» **SUPPLIED TEXT**:
Since its discovery there has been much interest in the Salvador–Warts–Hippo (Sav–Wts–Hpo) growth-regulating pathway, which was first described in Drosophila melanogaster and is conserved in humans. Three groups, led by Georg Halder, Kieran Harvey, and Helen McNeill and Nick Tapon, have identified the atypical cadherin Fat as an upstream regulator of this pathway.

The Sav–Wts–Hpo pathway limits organ size by restricting cell growth and proliferation, and by activating apoptosis. Using D. melanogaster eye and wing discs as models for tissue growth, the groups showed that loss of the tumour suppressor Fat induces tissue overgrowth, unperturbed cell cycling and an inability to enter senescence. This phenotype is the same as that generated by the loss of Sav–Wts–Hpo signalling in these tissues, in part owing to the deregulated expression of the Sav–Wts–Hpo target gene cyclin E. Intriguingly, although the anti-apoptotic protein DIAP1 accumulates in fat mutant tissue, fat seems to be dispensable for developmental apoptosis. All three groups show that Fat is genetically and biochemically upstream of, and a positive regulator of, members of the Sav–Wts–Hpo signalling pathway.

Fat is a large transmembrane receptor, and the groups show that Fat functions upstream of Expanded (Ex), one of the upstream components of the Sav–Wts–Hpo pathway Fat is required for the stability and/or localization of Ex to the apical membrane of epithelial tissues. However, Fat was not required for the localization of Merlin, another upstream component, indicating that Merlin probably interacts with an alternative membrane-associated protein in a parallel pathway to Fat–Ex.

» **GIVEN INFORMATION**:
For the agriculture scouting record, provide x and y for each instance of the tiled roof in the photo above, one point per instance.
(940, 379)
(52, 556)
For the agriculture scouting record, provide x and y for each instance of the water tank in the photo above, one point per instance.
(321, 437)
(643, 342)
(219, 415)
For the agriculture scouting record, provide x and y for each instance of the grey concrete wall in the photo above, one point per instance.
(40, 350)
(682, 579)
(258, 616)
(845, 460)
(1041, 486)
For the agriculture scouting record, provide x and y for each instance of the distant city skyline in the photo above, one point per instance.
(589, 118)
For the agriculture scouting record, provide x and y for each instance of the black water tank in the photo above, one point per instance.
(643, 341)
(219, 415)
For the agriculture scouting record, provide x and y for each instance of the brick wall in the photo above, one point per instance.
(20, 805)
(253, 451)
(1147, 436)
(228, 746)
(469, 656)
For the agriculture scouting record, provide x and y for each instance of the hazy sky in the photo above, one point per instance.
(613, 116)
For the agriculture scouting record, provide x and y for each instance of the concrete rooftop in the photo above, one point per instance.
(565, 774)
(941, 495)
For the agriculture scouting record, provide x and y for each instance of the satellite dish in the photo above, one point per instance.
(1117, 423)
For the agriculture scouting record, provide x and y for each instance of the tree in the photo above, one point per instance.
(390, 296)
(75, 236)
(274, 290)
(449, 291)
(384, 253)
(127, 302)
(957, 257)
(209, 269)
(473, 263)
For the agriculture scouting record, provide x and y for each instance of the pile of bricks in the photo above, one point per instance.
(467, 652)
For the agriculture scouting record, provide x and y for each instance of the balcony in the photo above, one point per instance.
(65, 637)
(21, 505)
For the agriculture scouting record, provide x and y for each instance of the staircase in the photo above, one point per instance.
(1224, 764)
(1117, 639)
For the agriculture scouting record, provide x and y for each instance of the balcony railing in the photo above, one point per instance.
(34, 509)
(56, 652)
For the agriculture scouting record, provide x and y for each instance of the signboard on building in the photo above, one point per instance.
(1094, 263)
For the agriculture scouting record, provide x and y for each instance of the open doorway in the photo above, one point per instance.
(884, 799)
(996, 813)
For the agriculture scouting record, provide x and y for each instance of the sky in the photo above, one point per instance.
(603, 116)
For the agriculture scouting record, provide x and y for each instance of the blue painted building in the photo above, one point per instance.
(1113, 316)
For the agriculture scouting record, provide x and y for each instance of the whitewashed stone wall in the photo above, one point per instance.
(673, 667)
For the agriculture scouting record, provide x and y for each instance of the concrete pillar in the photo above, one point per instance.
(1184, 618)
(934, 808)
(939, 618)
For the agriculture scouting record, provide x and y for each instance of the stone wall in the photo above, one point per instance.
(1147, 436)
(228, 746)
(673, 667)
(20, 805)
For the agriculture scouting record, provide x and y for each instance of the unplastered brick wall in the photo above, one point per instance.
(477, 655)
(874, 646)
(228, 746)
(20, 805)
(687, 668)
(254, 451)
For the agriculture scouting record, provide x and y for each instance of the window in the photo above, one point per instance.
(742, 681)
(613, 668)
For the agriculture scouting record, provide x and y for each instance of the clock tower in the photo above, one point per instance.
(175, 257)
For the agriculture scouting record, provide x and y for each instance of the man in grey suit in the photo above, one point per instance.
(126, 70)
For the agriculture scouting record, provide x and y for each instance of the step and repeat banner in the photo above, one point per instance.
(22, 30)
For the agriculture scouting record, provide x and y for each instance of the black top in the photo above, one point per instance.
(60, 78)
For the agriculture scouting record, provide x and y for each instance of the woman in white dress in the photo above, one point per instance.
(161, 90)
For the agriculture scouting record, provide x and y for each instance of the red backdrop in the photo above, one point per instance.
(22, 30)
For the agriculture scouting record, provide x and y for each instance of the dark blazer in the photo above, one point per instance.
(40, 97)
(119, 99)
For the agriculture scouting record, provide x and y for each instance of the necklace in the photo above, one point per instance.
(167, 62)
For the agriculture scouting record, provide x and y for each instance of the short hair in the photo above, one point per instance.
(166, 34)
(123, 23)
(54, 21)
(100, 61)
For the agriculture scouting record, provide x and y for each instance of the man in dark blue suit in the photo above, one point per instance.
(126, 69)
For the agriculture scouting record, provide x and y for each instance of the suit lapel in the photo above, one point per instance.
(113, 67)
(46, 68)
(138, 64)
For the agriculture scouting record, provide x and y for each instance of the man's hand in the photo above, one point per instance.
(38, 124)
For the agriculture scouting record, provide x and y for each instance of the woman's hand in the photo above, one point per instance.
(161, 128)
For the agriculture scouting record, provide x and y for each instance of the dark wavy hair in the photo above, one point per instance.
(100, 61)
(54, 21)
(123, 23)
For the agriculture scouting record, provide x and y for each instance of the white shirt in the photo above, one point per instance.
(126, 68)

» **ACTIVITY 1**: In the passage on Fat and the Sav–Wts–Hpo pathway, which upstream component of the pathway did not need Fat for its localization?
» **ACTIVITY 2**: Output the part of the passage on Fat and the Sav–Wts–Hpo pathway from "Since its discovery" up to and including "of this pathway.".
» **ACTIVITY 3**: Summarize the passage on Fat and the Sav–Wts–Hpo pathway in two sentences.

» **ANSWER SPACE 1**: Merlin

» **ANSWER SPACE 2**:
Since its discovery there has been much interest in the Salvador–Warts–Hippo (Sav–Wts–Hpo) growth-regulating pathway, which was first described in Drosophila melanogaster and is conserved in humans. Three groups, led by Georg Halder, Kieran Harvey, and Helen McNeill and Nick Tapon, have identified the atypical cadherin Fat as an upstream regulator of this pathway.

» **ANSWER SPACE 3**: Three groups identified the atypical cadherin Fat as an upstream, positive regulator of the Sav–Wts–Hpo pathway, which limits organ size by restricting cell growth and proliferation and by activating apoptosis. In D. melanogaster eye and wing discs, loss of Fat produced the same tissue overgrowth seen with loss of Sav–Wts–Hpo signaling, and Fat was shown to act upstream of Expanded but not to be required for the localization of Merlin.